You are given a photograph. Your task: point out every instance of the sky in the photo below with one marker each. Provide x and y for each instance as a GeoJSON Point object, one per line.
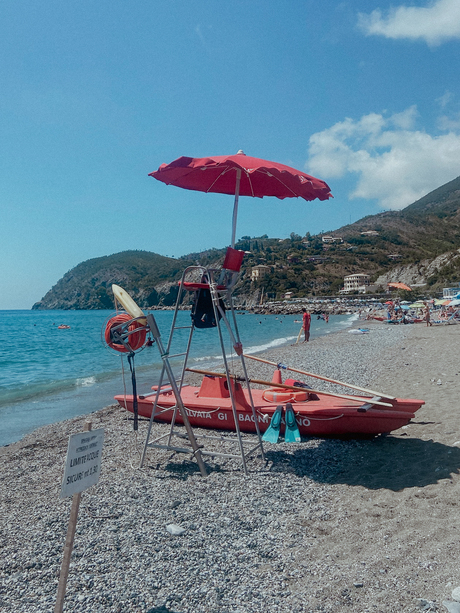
{"type": "Point", "coordinates": [364, 94]}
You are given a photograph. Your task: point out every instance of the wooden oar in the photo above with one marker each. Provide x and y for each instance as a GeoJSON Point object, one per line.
{"type": "Point", "coordinates": [371, 401]}
{"type": "Point", "coordinates": [310, 374]}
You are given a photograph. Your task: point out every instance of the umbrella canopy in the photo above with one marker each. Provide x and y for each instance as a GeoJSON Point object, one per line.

.....

> **EXERCISE BRIEF**:
The lines from the one holding "of the wooden" to the final line of the entries, both included, are what should be output, exactly and alone.

> **ANSWER FOR THIS EXERCISE**:
You are given a photograph. Your task: point out every instance of the wooden oar in the photo above with one marker each. Provide x and y for each instance as a GeoJSON Point object, one per line.
{"type": "Point", "coordinates": [371, 401]}
{"type": "Point", "coordinates": [310, 374]}
You are given a photograph. Your task: point out every instance of the umbrella canopy in the photo above with one marker each. Provide x and y for each instance as a GeoJSON Point object, one per line.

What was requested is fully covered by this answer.